◆ DIRECTION
Reproduce the data that follows in its entirety, character for character.

◆ THE RECORDS

++++++++

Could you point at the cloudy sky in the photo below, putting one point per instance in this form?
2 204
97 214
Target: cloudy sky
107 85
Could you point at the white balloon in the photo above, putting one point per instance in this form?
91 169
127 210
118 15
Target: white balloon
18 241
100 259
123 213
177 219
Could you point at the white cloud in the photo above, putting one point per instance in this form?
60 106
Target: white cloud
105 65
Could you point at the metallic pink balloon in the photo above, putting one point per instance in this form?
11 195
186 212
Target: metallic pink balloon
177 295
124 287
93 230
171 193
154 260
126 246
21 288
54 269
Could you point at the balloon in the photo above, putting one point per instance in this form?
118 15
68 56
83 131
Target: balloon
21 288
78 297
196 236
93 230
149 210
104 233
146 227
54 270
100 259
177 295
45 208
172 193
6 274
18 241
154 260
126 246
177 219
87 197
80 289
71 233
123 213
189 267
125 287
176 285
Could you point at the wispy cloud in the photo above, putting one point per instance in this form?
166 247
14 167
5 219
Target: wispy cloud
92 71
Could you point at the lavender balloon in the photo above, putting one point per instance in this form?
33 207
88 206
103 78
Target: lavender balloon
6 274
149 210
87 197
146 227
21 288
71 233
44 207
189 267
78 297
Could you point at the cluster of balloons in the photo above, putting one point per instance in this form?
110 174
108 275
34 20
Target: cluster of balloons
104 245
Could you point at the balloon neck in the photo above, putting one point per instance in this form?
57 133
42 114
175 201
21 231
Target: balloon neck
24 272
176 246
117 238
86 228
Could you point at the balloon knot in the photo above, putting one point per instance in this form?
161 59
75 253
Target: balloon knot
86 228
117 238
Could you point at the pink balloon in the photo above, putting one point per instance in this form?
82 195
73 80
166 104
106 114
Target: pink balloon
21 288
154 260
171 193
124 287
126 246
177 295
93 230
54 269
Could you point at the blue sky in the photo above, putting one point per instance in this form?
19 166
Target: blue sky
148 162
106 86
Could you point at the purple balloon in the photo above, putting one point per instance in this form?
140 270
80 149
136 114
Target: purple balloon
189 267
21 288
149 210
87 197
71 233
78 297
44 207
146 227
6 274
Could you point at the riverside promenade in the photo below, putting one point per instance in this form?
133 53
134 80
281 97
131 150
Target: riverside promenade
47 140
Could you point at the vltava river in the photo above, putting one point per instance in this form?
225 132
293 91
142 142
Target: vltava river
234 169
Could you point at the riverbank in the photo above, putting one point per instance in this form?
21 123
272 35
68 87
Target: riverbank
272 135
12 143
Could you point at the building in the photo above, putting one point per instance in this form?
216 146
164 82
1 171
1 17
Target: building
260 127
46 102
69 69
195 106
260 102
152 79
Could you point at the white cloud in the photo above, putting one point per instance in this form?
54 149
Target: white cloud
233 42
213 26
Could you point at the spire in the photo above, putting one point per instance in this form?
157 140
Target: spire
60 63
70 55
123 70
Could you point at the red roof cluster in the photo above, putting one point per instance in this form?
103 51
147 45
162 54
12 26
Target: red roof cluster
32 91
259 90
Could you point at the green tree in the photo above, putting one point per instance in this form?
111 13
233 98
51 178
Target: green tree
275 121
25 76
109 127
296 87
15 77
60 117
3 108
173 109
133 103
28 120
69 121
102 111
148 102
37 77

++++++++

◆ REPLY
Could you point at the cloudy sky in the photo below, putting one point per instance in this form?
2 204
97 214
Target: cloudy sky
107 85
Could you point at the white balloon in the photo above, putting one point per instance in this form?
91 169
127 210
118 15
Target: white balloon
18 241
100 259
123 213
177 219
Could you point at the white cloud in the photo above, putting one point per instance in this form?
60 106
Target: white cloud
105 65
Could you point at the metallic pink balloon in the photo above, putting one point per instance in this form?
11 195
186 212
Target: metallic pink balloon
177 295
124 287
93 230
171 193
154 260
126 246
21 288
54 269
Could you point at the balloon in the photo above, putting one point per instance in this form?
118 15
68 56
83 131
Target: balloon
21 288
78 297
196 236
93 230
149 210
104 233
146 227
54 270
100 259
177 295
45 208
172 193
6 274
18 241
154 260
126 246
177 219
87 197
80 289
71 233
123 213
189 267
125 287
176 285
Could you point at the wispy cloud in the photo above, putting one point per instance in this form?
166 247
14 167
5 219
Target: wispy cloud
92 71
Could you point at the lavender balloon in the photo above, putting one point per instance in this form?
33 207
88 206
103 78
Target: lavender balloon
6 274
149 210
87 197
146 227
21 288
71 233
44 207
189 267
78 297
Could you point at the cluster of balloons in the photo above, putting one point per instance in this form?
110 174
108 275
34 20
Target: cluster of balloons
104 245
Could you point at the balloon neck in the photo above, putting one point per instance in this form?
57 133
42 114
175 201
21 231
Target: balloon neck
24 272
176 246
117 238
86 228
Could you point at the balloon knot in the photo above, putting one point per instance in this form?
161 59
75 253
Target: balloon knot
86 228
117 238
Could you point at the pink balloon in the photo above, putting one point per instance in this form?
82 195
73 80
166 104
106 114
Target: pink balloon
21 288
154 260
171 193
124 287
126 246
177 295
93 230
54 269
Could you point at the blue sky in the photo above, putting one point per instance in this form?
19 166
Target: blue sky
148 162
106 86
Could you point at the purple balloon in the photo above, putting one point per instance in this form?
140 270
80 149
136 114
Target: purple balloon
189 267
21 288
149 210
87 197
71 233
78 297
44 207
146 227
6 274
Could you point at the riverside promenade in the photo below, putting one point per instance in this form?
133 53
134 80
281 97
131 150
Target: riverside promenade
47 140
Could you point at the vltava river in the photo above, putting one point per instance in this form?
225 132
293 91
142 142
Target: vltava river
234 169
Could you point at the riverbank in the photo above, putting one point per instance in this form?
21 123
272 35
68 87
Target: riverbank
272 135
12 143
Could you point at the building in the photo above, putting one point per instance in this form?
216 146
164 82
1 171
1 17
Target: building
260 127
46 102
69 69
195 106
260 102
152 79
Could you point at the white cloud in the photo above, putting one point per instance in this form?
54 149
Target: white cloud
233 42
213 26
Could you point at the spire in the photo above, putting one point per instance in this form?
157 140
Target: spire
60 63
70 55
123 70
Could you point at the red roof cluster in the photo above, putting one point per instance in this form?
103 51
147 45
162 54
12 26
Target: red roof cluster
32 91
259 90
Could you point at the green tree in the photo above, putting one point per instance in this form?
111 13
233 98
51 178
Target: green tree
275 121
25 76
109 127
296 87
15 77
60 117
3 108
173 109
133 103
28 120
69 121
102 111
148 102
37 77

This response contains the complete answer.